Extracted data entries:
<<<<

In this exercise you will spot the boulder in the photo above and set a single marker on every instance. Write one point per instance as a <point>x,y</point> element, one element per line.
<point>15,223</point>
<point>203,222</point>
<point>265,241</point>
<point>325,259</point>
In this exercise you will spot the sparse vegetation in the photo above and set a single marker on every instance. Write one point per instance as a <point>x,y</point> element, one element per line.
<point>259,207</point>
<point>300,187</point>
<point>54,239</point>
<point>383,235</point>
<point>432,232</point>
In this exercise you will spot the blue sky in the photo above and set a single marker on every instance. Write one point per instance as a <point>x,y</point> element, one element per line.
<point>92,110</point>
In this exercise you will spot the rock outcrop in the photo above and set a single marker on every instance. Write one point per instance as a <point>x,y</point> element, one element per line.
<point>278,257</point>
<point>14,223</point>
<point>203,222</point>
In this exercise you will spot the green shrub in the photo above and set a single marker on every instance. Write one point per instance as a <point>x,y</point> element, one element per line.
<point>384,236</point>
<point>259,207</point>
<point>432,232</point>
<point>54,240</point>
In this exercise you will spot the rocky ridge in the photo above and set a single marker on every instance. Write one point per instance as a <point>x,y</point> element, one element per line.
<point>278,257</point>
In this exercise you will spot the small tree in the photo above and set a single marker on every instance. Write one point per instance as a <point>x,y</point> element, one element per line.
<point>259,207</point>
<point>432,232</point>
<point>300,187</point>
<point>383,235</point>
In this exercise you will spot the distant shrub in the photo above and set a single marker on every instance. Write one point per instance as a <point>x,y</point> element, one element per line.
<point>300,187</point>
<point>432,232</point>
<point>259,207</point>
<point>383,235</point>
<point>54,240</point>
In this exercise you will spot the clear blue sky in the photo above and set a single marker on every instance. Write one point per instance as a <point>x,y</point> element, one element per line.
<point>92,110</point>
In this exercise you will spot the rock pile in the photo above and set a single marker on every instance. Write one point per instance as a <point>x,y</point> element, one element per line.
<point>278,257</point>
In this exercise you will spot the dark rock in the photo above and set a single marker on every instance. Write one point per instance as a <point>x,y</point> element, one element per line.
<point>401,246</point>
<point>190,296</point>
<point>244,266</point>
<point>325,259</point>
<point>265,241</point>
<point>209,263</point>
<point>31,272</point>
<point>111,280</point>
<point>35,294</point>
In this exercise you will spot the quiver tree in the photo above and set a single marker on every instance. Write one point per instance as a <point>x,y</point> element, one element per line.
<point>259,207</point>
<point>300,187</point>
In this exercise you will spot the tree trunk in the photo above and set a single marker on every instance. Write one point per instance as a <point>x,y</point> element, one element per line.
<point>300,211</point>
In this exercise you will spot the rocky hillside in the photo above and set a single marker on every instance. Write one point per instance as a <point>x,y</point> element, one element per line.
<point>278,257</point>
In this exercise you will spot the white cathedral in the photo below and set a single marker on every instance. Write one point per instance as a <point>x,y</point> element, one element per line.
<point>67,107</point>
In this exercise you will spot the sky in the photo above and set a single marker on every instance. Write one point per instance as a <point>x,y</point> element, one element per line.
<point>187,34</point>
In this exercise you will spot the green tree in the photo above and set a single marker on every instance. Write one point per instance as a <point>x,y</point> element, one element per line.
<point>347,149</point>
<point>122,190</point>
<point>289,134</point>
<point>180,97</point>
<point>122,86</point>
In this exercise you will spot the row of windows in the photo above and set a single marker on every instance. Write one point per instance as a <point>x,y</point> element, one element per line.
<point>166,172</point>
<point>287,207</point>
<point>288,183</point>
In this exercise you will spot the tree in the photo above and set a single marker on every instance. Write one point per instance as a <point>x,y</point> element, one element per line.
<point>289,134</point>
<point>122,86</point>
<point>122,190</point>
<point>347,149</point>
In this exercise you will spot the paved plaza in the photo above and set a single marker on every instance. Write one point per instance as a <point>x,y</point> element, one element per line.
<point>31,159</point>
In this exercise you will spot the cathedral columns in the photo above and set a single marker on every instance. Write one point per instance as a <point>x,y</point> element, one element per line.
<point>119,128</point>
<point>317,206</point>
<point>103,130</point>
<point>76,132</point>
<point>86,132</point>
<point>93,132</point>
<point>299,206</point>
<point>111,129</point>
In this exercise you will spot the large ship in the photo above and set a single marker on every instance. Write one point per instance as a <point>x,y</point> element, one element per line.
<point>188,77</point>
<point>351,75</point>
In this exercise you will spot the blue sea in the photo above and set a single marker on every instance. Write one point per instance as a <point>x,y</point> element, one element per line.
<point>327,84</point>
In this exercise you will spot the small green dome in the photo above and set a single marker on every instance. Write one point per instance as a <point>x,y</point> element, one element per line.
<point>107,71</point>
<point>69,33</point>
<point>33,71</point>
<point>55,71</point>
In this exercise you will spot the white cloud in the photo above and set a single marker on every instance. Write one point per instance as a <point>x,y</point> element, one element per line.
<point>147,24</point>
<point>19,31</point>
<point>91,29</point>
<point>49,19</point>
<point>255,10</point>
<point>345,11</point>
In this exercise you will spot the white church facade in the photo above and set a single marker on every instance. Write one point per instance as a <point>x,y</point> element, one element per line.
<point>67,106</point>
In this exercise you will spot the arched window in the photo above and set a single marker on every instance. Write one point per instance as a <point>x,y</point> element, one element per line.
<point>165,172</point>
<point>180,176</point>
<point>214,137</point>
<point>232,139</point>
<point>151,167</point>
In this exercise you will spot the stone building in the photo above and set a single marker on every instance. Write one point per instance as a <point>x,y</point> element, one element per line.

>>>>

Task description: Lay out the lines above as a numbered list, leaving out any blank lines.

Exercise solution:
1. In this exercise you will spot the boulder in the photo above and set a single marker on every instance. Write one point per instance as a <point>x,y</point> element, one element per line.
2. <point>15,223</point>
3. <point>203,222</point>
4. <point>265,241</point>
5. <point>325,259</point>
6. In this exercise you will spot the sparse vegetation in the photo above and set a single marker on every instance. Write one point per instance as a <point>x,y</point> element, one element per line.
7. <point>259,207</point>
8. <point>300,187</point>
9. <point>54,239</point>
10. <point>383,235</point>
11. <point>432,232</point>
12. In this exercise you will spot the blue sky in the photo above and set a single marker on every instance. Write one point per instance as a <point>x,y</point> element, one element per line.
13. <point>92,110</point>
14. In this exercise you will spot the rock outcrop in the photo above and set a single marker on every instance. Write one point per instance as a <point>x,y</point> element, one element per line.
15. <point>278,257</point>
16. <point>14,223</point>
17. <point>203,222</point>
18. In this exercise you will spot the green shrub in the photo above and set a single marker on every instance. Write one point per instance as a <point>x,y</point> element, one element per line.
19. <point>384,236</point>
20. <point>259,207</point>
21. <point>432,232</point>
22. <point>54,240</point>
23. In this exercise you will spot the rocky ridge in the photo above and set a single marker on every instance. Write one point per instance as a <point>x,y</point> element, one element per line.
24. <point>278,257</point>
25. In this exercise you will spot the small tree in the photo above and set a single marker on every instance. Write one point per instance as a <point>x,y</point> element, one element per line.
26. <point>259,207</point>
27. <point>432,232</point>
28. <point>300,187</point>
29. <point>383,235</point>
30. In this exercise you will spot the distant shrub in the photo above and set a single marker on every instance. Write one point per instance as a <point>x,y</point> element, one element per line.
31. <point>300,187</point>
32. <point>432,232</point>
33. <point>259,207</point>
34. <point>383,235</point>
35. <point>54,240</point>
36. In this exercise you will spot the clear blue sky in the photo above and set a single marker on every instance. Write one point per instance as a <point>x,y</point> element, one element per line.
37. <point>92,110</point>
38. In this exercise you will spot the rock pile in the photo above and set a single marker on every instance. Write one point per instance as a <point>x,y</point> element, one element per line.
39. <point>278,257</point>
40. In this exercise you will spot the dark rock in the photo above and set a single marker on every instance. Write one point per instance as a <point>x,y</point> element, one element per line.
41. <point>401,246</point>
42. <point>190,296</point>
43. <point>244,266</point>
44. <point>325,259</point>
45. <point>265,241</point>
46. <point>209,263</point>
47. <point>31,272</point>
48. <point>111,280</point>
49. <point>35,294</point>
50. In this exercise you will spot the quiver tree in the photo above and set a single marker on every instance. Write one point per instance as a <point>x,y</point> element, one element per line.
51. <point>259,207</point>
52. <point>300,187</point>
53. In this exercise you will spot the tree trunk in the photo above and set a single marker on every instance. Write one point per instance as a <point>x,y</point> element, one element per line.
54. <point>300,211</point>
55. In this exercise you will spot the rocky hillside in the photo above and set a single marker on every instance. Write one point per instance as a <point>x,y</point> element, one element per line.
56. <point>278,257</point>
57. In this exercise you will spot the white cathedral in the photo below and set a single marker on every instance. Write one point per instance as a <point>x,y</point> element, one element per line.
58. <point>67,107</point>
59. In this exercise you will spot the sky in the photo above and set a single marker on every instance. Write one point per instance as a <point>x,y</point> element, one element per line.
60. <point>187,34</point>
61. In this exercise you will spot the green tree in the photo above and set a single marker on every instance. Write one point per instance as a <point>x,y</point> element, one element per line.
62. <point>347,149</point>
63. <point>122,190</point>
64. <point>289,134</point>
65. <point>180,97</point>
66. <point>122,86</point>
67. In this exercise you will spot the row of windows in the photo above and set a single marker on every instance. Write one point per instance as a <point>x,y</point> element, one element per line.
68. <point>166,172</point>
69. <point>287,207</point>
70. <point>288,183</point>
71. In this exercise you will spot the tree in the photo above and set a single marker on every instance. Write one point per instance as a <point>x,y</point> element, one element per line.
72. <point>289,134</point>
73. <point>122,86</point>
74. <point>122,190</point>
75. <point>347,149</point>
76. In this exercise you will spot the paved plaza in the photo above and set a single marker on every instance. Write one point per instance as a <point>x,y</point> element, one element per line.
77. <point>31,159</point>
78. In this exercise you will spot the cathedral columns in the photo above and set a single marker on every instance. Write one point per instance as a <point>x,y</point> element, one element per line.
79. <point>119,128</point>
80. <point>317,206</point>
81. <point>103,130</point>
82. <point>76,132</point>
83. <point>86,132</point>
84. <point>93,132</point>
85. <point>299,206</point>
86. <point>111,129</point>
87. In this exercise you will spot the large ship in the photo above and set a single marker on every instance. Write one point per instance as a <point>x,y</point> element, one element per line.
88. <point>188,77</point>
89. <point>351,75</point>
90. In this exercise you will spot the blue sea in the photo above and set a single marker on every instance. Write one point per instance as a <point>x,y</point> element, one element per line.
91. <point>327,84</point>
92. In this exercise you will spot the small green dome in the photo above and set a single marker on every instance. Write one point per instance as a <point>x,y</point> element, one element per line.
93. <point>107,71</point>
94. <point>69,33</point>
95. <point>33,71</point>
96. <point>55,71</point>
97. In this exercise you will spot the white cloud in the photo above and set a single marker on every instance. Write one point per instance as a <point>x,y</point> element, one element per line.
98. <point>147,24</point>
99. <point>19,31</point>
100. <point>91,29</point>
101. <point>49,19</point>
102. <point>255,10</point>
103. <point>345,11</point>
104. In this exercise you will spot the white church facade in the photo above and set a single marker on every instance. Write one point per instance as a <point>x,y</point> element, one element per line.
105. <point>67,106</point>
106. In this exercise you will spot the arched window in the photo above and set a single marker on every instance. Write one point per instance as a <point>x,y</point> element, one element per line.
107. <point>165,172</point>
108. <point>180,176</point>
109. <point>214,137</point>
110. <point>232,139</point>
111. <point>151,167</point>
112. In this exercise you will spot the stone building in the photo above and set a single marker on every instance. Write one point per instance as a <point>x,y</point> element, one element per line.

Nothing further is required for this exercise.